Written problem: Output the entries word for word. Omit images.

(Dataset records)
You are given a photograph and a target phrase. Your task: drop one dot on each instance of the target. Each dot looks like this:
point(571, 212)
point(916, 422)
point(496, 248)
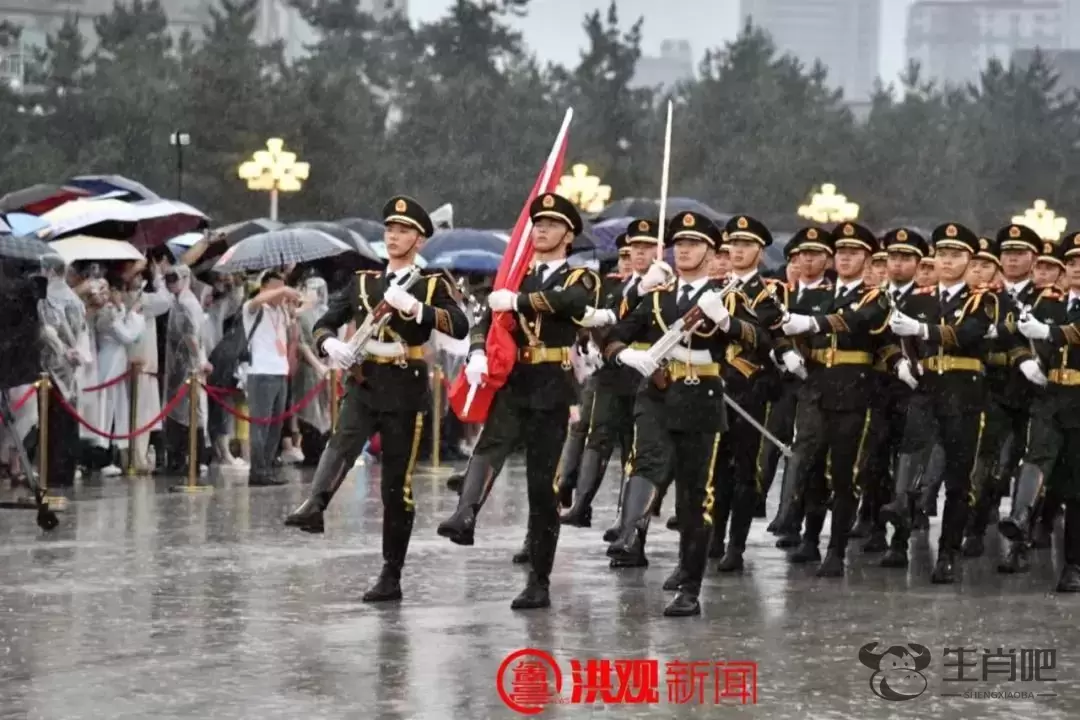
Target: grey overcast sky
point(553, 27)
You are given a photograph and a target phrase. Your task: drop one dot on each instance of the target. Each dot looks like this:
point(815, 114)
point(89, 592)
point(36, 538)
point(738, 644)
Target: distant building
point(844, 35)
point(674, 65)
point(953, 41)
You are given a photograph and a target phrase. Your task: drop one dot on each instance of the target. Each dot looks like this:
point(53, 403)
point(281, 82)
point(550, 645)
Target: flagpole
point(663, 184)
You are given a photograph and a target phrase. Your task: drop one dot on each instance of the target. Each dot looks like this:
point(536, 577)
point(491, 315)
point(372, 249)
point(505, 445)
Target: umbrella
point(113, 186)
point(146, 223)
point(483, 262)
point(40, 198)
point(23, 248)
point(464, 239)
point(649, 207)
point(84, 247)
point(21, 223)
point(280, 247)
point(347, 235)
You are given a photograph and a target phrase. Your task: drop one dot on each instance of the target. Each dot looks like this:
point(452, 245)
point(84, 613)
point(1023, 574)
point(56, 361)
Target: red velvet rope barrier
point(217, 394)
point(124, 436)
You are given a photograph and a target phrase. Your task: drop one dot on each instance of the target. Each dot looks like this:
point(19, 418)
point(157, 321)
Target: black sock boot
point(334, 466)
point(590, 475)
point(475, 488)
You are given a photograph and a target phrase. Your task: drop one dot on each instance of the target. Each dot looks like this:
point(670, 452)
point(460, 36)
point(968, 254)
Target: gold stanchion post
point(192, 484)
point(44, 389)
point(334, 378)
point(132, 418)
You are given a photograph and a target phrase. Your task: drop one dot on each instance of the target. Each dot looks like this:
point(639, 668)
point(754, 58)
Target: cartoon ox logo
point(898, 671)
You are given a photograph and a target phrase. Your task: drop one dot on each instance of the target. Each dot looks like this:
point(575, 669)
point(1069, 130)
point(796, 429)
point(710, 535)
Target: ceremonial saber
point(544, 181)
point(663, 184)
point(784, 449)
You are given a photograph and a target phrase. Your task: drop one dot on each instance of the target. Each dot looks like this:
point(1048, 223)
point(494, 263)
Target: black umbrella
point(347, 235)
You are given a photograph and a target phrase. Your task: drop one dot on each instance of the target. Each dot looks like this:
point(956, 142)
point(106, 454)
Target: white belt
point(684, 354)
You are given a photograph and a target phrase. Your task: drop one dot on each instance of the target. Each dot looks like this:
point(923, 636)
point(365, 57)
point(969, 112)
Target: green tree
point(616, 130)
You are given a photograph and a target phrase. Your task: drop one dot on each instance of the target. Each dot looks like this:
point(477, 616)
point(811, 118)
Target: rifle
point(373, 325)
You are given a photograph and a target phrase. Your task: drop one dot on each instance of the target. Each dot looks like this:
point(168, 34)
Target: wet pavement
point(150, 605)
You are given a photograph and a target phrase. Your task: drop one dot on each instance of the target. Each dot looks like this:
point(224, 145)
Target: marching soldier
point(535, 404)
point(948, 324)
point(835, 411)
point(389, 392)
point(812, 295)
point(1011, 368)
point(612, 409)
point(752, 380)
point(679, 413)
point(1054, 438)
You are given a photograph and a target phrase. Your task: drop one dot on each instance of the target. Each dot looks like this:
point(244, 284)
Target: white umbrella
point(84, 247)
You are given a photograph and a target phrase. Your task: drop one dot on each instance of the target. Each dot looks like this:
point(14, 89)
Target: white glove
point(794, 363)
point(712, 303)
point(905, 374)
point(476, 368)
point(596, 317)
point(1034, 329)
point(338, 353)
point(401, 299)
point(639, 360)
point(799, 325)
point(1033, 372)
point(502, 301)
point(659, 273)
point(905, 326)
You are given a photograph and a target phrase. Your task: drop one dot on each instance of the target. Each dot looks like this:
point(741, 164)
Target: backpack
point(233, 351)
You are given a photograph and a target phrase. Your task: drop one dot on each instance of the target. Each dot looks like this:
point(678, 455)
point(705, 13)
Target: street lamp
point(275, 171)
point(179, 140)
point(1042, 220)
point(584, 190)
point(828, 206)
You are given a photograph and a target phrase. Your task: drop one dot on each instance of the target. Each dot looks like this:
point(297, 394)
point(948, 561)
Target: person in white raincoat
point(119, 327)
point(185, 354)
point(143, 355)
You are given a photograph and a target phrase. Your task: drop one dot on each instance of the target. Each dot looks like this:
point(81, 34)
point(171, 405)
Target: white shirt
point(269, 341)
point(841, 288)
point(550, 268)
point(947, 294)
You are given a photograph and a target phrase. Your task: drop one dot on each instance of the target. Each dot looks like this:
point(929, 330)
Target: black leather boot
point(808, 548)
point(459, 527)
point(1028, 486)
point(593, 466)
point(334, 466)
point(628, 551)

Problem solution:
You are given a photograph and a target phrase. Your task: drop one dot on each instance of the target. Each dot looks like this:
point(571, 212)
point(916, 422)
point(496, 248)
Target: grey overcast sky
point(553, 27)
You are given a photograph and a target phrase. Your task: drop one dot on each instance of the target. Each dot looks like this:
point(815, 114)
point(89, 592)
point(36, 538)
point(738, 644)
Target: distant building
point(844, 35)
point(674, 65)
point(953, 41)
You are given a photograph and a target phrase. Your task: drop one dot on each instance of the target. Each dot looks like this:
point(53, 403)
point(281, 82)
point(550, 645)
Target: flagpole
point(663, 184)
You are given a photograph and a target phrase. Your task: drop one dot on each instance of the target. Each dot looks like this:
point(536, 577)
point(491, 315)
point(372, 249)
point(505, 445)
Target: umbrella
point(113, 186)
point(146, 223)
point(483, 262)
point(40, 198)
point(23, 248)
point(464, 239)
point(649, 207)
point(84, 247)
point(21, 223)
point(280, 247)
point(347, 235)
You are given a photograph and a target phrase. Your task: drop one dot on each instance of the target. Each dot looks like this:
point(452, 245)
point(84, 613)
point(1023, 574)
point(56, 361)
Target: red velvet rope barrier
point(217, 394)
point(124, 436)
You are given a photograph and a target phrase. Your task: drop one dot on each instance of the target. Each dot looks like this:
point(19, 418)
point(157, 321)
Target: black sock boot
point(334, 466)
point(590, 475)
point(475, 488)
You are given a photograph and a target phrase. Your task: drop one dot on each instance of the target. Each dot looks like this:
point(670, 452)
point(460, 36)
point(968, 254)
Target: gold stanchion post
point(192, 484)
point(44, 389)
point(334, 378)
point(132, 418)
You are given a photograph and a target phrase. Your task: drop one dot on each instance of the target. Each dot looks like this:
point(639, 668)
point(754, 58)
Target: cartoon ox logo
point(898, 671)
You are given a photograph and a target phrase. Your task: drop one dot on each instance of the target. Each dot looks like this:
point(575, 669)
point(1069, 130)
point(796, 429)
point(710, 535)
Target: ceremonial saber
point(544, 181)
point(663, 184)
point(784, 449)
You are given a photograph and a target phrase. Your task: drop one dot on each instance of the target. Each dot looks like this:
point(1048, 223)
point(494, 263)
Target: black umbrella
point(347, 235)
You are given a photograph and a target phrase. Your task: drop one dot on each instance of the target. Each dot looks like this:
point(956, 142)
point(106, 454)
Target: white belt
point(684, 354)
You are given a photograph and a target phrase. Your task: drop one dot on each instance of the target. Each dot looks like this:
point(923, 636)
point(365, 57)
point(969, 112)
Target: green tree
point(616, 130)
You are given a photograph and a target phrase. Your task: drop one dot on each instance of the target. Each dot looks like this:
point(477, 616)
point(811, 118)
Target: rifle
point(373, 325)
You are given a photograph and a target phrase. Your task: drop one dot on each instance of the target. Each dot looks like this:
point(168, 34)
Target: wet pavement
point(150, 605)
You are given a photograph and a target phrase. Your task: drop one dot on each instance of the target. Each dot looks like this:
point(224, 145)
Target: marching soldier
point(535, 404)
point(948, 324)
point(835, 411)
point(389, 392)
point(812, 295)
point(1011, 368)
point(612, 409)
point(752, 380)
point(679, 413)
point(1054, 438)
You are given a photograph and a target phrase. Your task: drop one dot on each instance of the target. Each dot looks like this:
point(244, 284)
Target: white umbrella
point(84, 247)
You are given a photograph and a target phrase. Your task: drop one dot on each instance of the target. Each dot looks like this:
point(14, 89)
Target: white glove
point(794, 363)
point(712, 303)
point(905, 374)
point(476, 368)
point(596, 317)
point(1034, 329)
point(338, 353)
point(401, 299)
point(639, 360)
point(799, 325)
point(1033, 372)
point(502, 301)
point(659, 273)
point(905, 326)
You are given a photograph and a target phrase. Your task: drop one dot on each instance of the target. Each dot looks like this:
point(741, 164)
Target: backpack
point(233, 351)
You are given a photograph and a target phrase. Your task: drop one dot on each instance of the target. Each dot looks like this:
point(678, 455)
point(705, 13)
Target: street lamp
point(275, 171)
point(179, 140)
point(1042, 220)
point(584, 190)
point(828, 206)
You are given a photograph and a target phrase. Your task: drop one dot on each instance of the target. Each dot looks like this:
point(297, 394)
point(948, 561)
Target: person in white raincoat
point(119, 327)
point(185, 354)
point(143, 355)
You are given a photograph and a target phrase. Your task: drop one dot on each instance of the target. Each dot looks like this:
point(81, 34)
point(171, 405)
Target: white shirt
point(269, 341)
point(841, 288)
point(550, 268)
point(947, 294)
You are given a photograph and a target phrase. Your task: drop one dot on each instance of the target. Each dot looks like this:
point(929, 330)
Target: black leather boot
point(808, 548)
point(459, 527)
point(1028, 486)
point(593, 466)
point(334, 466)
point(628, 551)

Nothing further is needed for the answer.